* Exercise: Write out the guest introduction below word for word, starting at "Mimi Sheller is" and ending at "(Macmillan Caribbean, 2000).".

* Given passage:
┄┄┄┄┄┄┄┄┄┄

Today, a discussion of COVID-19 in Haiti and the Caribbean with Franciscka Lucien and Mimi Sheller.
FRANCISCKA LUCIEN joined the Institute for Justice and Democracy in Haiti as Executive Director in July 2019. She is a committed advocate for social justice, and an experienced international development professional skilled in strategic management, fundraising, communications and advocacy. Her work focuses on the intersection of equity, health, and a rights-based approach to development. She served as Deputy Director of Policy and Partnerships for Partners In Health (PIH) in Liberia, coordinating with under-served communities, non-governmental organizations, the Ministry of Health, and international organizations to improve delivery of critical health services in the wake of Liberia’s Ebola epidemic. She worked extensively in Haiti, leading key projects to strengthen public delivery systems for health care, and implementing the human right to health for rural, marginalized communities. She holds an M.A. from the George Washington University Elliott School of International Affairs and a Bachelor of Science from the Georgetown University Edmund A. Walsh School of Foreign Service.
Mimi Sheller is Professor of Sociology and founding Director of the Center for Mobilities Research and Policy at Drexel University in Philadelphia. She is founding co-editor of the journal Mobilities, associate editor of the journal Transfers, and past President of the International Association for the History of Transport, Traffic and Mobility. Her books include Island Futures: Caribbean Survival in the Anthropocene (out in Fall 2020 from Duke University Press); Mobility Justice: The Politics of Movement in an Age of Extremes (Verso, 2018); Aluminum Dreams (MIT Press, 2014); Citizenship from Below (2012); Consuming the Caribbean (2003); and Democracy After Slavery: Black Publics and Peasant Radicalism in Haiti and Jamaica (Macmillan Caribbean, 2000).

┄┄┄┄┄┄┄┄┄┄

* Dataset extract:
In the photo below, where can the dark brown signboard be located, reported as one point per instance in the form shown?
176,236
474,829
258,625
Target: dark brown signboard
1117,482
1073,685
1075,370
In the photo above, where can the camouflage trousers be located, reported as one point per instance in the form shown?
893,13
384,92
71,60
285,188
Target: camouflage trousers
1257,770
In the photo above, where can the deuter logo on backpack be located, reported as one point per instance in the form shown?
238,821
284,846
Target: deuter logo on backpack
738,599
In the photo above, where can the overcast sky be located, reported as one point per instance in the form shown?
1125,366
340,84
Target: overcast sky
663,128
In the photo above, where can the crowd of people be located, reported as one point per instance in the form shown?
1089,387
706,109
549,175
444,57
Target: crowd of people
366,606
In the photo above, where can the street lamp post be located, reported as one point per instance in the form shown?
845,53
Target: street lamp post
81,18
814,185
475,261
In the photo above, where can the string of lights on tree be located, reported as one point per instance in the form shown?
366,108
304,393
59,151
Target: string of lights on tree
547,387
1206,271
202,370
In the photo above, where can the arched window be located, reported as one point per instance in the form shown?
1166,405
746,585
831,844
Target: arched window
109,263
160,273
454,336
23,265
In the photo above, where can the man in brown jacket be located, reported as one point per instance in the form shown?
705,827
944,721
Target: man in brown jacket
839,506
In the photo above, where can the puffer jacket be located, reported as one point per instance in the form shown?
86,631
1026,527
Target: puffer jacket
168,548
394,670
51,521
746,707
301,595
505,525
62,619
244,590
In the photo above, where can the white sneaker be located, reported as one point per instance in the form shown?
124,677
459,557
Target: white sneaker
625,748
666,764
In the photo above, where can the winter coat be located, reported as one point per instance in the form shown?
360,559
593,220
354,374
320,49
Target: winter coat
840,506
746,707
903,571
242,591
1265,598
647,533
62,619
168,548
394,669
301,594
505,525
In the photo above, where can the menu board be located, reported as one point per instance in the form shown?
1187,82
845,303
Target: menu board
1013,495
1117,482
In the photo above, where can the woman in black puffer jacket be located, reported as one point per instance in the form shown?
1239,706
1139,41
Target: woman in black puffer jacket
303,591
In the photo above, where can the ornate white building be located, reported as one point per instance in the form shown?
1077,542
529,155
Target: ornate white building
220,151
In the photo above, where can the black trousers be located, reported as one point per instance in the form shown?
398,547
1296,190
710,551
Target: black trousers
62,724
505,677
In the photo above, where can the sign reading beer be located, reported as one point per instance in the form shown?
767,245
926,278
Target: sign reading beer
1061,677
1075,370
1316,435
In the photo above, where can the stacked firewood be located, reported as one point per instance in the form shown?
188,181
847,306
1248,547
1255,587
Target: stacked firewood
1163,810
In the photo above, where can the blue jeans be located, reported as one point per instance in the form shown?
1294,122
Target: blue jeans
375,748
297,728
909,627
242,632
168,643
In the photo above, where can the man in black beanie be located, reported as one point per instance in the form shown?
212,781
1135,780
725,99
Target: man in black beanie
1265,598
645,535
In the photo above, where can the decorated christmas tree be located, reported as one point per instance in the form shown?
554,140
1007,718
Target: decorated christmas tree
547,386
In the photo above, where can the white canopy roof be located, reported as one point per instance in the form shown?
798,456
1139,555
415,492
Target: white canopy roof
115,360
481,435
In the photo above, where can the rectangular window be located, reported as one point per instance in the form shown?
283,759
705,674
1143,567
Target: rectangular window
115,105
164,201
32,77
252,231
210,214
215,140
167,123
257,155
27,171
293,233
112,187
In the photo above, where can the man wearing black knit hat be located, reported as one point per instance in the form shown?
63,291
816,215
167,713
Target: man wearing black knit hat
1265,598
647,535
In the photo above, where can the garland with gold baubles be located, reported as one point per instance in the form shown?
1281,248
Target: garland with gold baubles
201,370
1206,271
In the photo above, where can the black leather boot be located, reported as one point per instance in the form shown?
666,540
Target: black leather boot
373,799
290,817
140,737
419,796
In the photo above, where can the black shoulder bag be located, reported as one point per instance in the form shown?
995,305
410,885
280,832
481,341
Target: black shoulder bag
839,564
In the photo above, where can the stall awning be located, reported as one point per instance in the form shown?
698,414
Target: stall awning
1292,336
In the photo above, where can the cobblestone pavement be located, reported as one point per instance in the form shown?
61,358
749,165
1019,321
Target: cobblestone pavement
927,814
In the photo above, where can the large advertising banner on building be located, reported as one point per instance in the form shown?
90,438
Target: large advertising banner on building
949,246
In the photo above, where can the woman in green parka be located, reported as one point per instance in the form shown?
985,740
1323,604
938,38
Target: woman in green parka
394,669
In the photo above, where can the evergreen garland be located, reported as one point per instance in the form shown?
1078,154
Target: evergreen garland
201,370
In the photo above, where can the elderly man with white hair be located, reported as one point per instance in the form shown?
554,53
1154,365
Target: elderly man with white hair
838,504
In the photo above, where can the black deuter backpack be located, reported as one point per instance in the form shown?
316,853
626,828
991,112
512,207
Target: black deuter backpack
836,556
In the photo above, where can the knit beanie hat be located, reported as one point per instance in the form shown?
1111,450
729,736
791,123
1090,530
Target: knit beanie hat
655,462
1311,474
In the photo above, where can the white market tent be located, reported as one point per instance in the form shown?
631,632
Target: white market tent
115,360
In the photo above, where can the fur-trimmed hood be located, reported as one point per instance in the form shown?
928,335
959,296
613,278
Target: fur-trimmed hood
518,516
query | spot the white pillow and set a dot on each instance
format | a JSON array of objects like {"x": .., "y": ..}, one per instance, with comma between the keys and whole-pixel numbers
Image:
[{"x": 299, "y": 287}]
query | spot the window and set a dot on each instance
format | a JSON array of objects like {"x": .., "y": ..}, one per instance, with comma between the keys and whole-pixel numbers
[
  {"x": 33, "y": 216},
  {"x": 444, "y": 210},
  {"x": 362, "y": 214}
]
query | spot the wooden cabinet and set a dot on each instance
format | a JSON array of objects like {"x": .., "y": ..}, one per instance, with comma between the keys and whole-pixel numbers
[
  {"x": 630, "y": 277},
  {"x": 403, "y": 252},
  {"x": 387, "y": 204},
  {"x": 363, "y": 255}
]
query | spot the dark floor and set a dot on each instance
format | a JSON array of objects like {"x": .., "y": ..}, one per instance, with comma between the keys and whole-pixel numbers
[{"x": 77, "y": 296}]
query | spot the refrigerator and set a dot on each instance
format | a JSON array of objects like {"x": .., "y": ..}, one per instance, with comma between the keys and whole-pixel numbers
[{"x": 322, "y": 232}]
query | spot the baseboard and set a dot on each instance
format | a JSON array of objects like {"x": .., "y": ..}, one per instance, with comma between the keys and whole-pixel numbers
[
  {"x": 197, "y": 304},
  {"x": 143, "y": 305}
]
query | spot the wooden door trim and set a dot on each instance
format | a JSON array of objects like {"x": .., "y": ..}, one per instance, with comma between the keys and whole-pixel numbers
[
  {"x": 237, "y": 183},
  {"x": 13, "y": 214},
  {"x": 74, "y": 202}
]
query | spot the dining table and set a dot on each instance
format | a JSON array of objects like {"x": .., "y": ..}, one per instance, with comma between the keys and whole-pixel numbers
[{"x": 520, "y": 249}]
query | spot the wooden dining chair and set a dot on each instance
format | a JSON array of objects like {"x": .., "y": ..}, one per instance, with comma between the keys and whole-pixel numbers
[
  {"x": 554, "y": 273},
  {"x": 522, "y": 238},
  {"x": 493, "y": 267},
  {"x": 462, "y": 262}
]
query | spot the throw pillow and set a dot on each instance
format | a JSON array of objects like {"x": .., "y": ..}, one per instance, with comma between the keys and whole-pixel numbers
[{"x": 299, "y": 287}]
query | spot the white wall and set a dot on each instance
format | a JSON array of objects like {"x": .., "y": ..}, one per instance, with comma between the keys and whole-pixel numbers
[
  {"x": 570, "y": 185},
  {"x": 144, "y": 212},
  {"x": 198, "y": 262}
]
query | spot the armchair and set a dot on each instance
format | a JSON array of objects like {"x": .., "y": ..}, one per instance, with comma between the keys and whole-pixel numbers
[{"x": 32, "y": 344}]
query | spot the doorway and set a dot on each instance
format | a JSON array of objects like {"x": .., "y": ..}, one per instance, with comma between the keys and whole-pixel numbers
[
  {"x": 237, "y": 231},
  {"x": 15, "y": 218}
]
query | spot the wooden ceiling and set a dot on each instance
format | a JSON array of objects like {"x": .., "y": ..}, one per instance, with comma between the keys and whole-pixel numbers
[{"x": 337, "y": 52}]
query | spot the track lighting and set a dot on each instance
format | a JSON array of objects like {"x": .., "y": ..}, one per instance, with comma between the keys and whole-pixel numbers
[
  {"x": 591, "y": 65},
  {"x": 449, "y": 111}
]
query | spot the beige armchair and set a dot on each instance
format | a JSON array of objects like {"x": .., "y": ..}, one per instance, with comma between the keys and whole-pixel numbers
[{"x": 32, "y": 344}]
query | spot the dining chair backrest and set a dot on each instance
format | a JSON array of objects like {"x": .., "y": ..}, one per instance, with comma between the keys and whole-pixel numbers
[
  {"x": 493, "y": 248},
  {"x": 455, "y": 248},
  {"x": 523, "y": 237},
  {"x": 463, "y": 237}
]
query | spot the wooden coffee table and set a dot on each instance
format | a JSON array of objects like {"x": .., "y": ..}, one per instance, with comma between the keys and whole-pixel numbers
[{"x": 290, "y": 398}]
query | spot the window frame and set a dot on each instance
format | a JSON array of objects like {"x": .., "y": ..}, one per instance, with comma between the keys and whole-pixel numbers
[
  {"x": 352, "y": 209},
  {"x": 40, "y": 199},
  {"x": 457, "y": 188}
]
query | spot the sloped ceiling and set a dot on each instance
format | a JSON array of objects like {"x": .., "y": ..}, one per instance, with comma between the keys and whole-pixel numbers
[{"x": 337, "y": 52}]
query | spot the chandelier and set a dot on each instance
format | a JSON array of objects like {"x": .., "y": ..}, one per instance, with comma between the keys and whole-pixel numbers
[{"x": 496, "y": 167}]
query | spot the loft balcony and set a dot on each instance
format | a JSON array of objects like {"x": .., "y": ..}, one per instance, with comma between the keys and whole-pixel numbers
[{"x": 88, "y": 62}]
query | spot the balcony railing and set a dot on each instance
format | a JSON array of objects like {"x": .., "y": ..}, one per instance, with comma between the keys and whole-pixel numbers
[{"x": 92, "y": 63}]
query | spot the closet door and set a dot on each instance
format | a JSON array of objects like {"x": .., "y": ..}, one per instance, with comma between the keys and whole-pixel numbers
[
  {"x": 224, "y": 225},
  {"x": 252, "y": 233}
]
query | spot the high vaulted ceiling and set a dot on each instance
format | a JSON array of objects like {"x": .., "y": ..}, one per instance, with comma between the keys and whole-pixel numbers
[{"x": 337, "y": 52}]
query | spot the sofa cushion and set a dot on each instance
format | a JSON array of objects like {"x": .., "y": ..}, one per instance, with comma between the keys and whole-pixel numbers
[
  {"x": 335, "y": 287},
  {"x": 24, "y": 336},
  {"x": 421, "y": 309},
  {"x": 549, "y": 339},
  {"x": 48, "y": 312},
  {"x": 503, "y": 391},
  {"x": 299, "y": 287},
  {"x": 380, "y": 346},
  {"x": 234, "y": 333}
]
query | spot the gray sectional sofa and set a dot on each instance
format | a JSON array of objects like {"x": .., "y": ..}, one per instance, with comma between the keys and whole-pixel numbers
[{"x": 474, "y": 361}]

┄┄┄┄┄┄┄┄┄┄

* Your response:
Mimi Sheller is Professor of Sociology and founding Director of the Center for Mobilities Research and Policy at Drexel University in Philadelphia. She is founding co-editor of the journal Mobilities, associate editor of the journal Transfers, and past President of the International Association for the History of Transport, Traffic and Mobility. Her books include Island Futures: Caribbean Survival in the Anthropocene (out in Fall 2020 from Duke University Press); Mobility Justice: The Politics of Movement in an Age of Extremes (Verso, 2018); Aluminum Dreams (MIT Press, 2014); Citizenship from Below (2012); Consuming the Caribbean (2003); and Democracy After Slavery: Black Publics and Peasant Radicalism in Haiti and Jamaica (Macmillan Caribbean, 2000).